** start of EXCERPTED DATA **
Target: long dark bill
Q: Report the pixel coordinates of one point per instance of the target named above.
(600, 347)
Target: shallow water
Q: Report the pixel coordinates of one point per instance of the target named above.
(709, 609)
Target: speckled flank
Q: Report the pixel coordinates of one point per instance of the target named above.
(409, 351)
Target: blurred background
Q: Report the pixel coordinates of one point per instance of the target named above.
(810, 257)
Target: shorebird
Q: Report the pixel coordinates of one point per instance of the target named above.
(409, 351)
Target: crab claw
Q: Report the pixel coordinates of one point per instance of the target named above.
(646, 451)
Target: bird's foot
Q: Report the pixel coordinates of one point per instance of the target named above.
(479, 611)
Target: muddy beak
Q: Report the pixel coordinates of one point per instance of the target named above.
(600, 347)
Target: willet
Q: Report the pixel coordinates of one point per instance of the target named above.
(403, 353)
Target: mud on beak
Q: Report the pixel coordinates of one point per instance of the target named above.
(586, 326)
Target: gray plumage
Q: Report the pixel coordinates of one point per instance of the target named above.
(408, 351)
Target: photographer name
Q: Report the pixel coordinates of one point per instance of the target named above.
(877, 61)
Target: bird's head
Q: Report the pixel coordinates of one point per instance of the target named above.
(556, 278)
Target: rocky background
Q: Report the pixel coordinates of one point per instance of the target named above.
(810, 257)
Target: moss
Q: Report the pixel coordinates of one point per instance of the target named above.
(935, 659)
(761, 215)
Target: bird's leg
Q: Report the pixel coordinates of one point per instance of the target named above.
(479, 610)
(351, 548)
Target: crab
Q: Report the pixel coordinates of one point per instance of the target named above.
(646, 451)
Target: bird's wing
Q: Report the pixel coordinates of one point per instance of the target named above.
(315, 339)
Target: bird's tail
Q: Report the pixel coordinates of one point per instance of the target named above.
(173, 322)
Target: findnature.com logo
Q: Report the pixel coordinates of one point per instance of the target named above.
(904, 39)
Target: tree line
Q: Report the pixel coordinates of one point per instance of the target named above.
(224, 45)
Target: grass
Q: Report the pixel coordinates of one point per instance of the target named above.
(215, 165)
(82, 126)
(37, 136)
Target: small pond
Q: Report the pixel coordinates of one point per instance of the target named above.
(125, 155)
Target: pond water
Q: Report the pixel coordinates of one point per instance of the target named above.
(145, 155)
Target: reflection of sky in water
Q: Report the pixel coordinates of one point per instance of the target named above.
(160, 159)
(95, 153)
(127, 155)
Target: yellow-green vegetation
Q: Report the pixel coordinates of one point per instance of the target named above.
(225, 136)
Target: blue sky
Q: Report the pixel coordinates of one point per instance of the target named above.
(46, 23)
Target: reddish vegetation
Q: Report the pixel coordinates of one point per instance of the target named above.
** end of EXCERPTED DATA **
SET EXERCISE: Please reproduce word for word the stretch of the data above from the line containing "Target: findnature.com logo" through the final line.

EXERCISE RESULT:
Target: findnature.com logo
Q: Report the pixel coordinates of one point per instance of the target named above.
(904, 39)
Target: tree line
Q: Report the pixel coordinates of one point per instance of the target named above.
(224, 45)
Target: grass
Q: Report the pixel coordinates of one point per instance of the target named above.
(215, 165)
(82, 126)
(37, 136)
Target: small pond
Q: Report the pixel coordinates of one point per instance of the target named above.
(125, 155)
Target: pond water
Q: Report the pixel coordinates of one point per instance of the target named above.
(145, 155)
Target: reflection of sky in water
Q: Report the pixel coordinates of one point per instance of the target named above.
(160, 159)
(95, 153)
(127, 155)
Target: yellow-green vegetation
Q: Report the pixel coordinates of one point per instance of the target named above.
(225, 136)
Target: blue sky
Q: Report the pixel coordinates of one point per instance of the target named above.
(46, 23)
Target: reddish vegetation
Q: Report the pixel coordinates of one point per instance of the target named above.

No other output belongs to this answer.